Bloc de texte:
Joie et esprit de célébration au travail
Pascale Dufresne
Co-Présidente

À chaque jour je vous vois, employés, gestionnaires, entrepreneurs, inquiets pour vos enfants malades, ou pour votre propre santé, aux prises avec des soucis financiers, crouler sous les multiples responsabilités. Je vois vos fatigues, vos nuits agitées et écourtées, vos livrables de plus en plus ambitieux. Je vous vois traverser des deuils et des ruptures, tenir le fort quand vos collègues sont en congé ou en vacances, simuler des sourires quand tout dérape pour garder le moral des troupes, tenir le poids d’équipes, de projets ou d’organisations complètes sur vos épaules. Je vous vois mettre tous vos soucis de côté pour être fidèles au poste et ne laisser tomber personne. Je vous vois, je vous écoute, accueille, et me trouve souvent impuissante.

Je vous vois et je me demande : Mais où est donc la joie dans nos organisations? Est-ce que le travail ne devrait pas être un lieu où l’on peut aussi respirer, rire, se sentir vivant? Un endroit où l’on peut être pleinement humain, avec nos hauts et nos bas ?

Une directrice que j’accompagnais m’a dit un jour : « Je ne me rappelle même plus la dernière fois où j’ai ri au bureau. » Cette phrase m’a profondément touchée. Parce qu’elle reflète une réalité trop commune. Parce qu’elle raconte l’histoire de tant d’entre nous. Et c’est ce qui m’a donné envie de vous écrire ce texte.

Consigne: Recopiez le passage du texte sur la joie au travail qui va de « Je vous vois et » à « et nos bas ? », en substituant « entreprises » à « organisations ».

Données fournies:
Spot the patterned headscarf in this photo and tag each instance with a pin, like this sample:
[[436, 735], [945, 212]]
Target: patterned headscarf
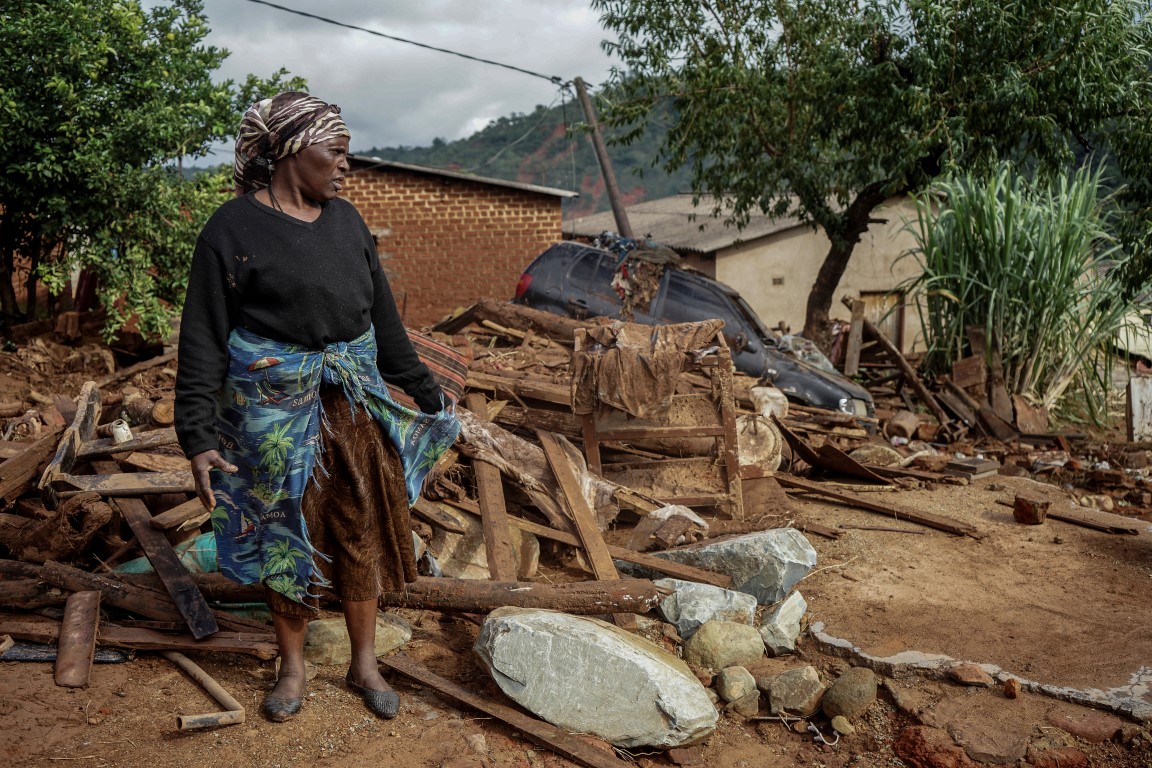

Réponse complète:
Je vous vois et je me demande : Mais où est donc la joie dans nos entreprises? Est-ce que le travail ne devrait pas être un lieu où l’on peut aussi respirer, rire, se sentir vivant? Un endroit où l’on peut être pleinement humain, avec nos hauts et nos bas ?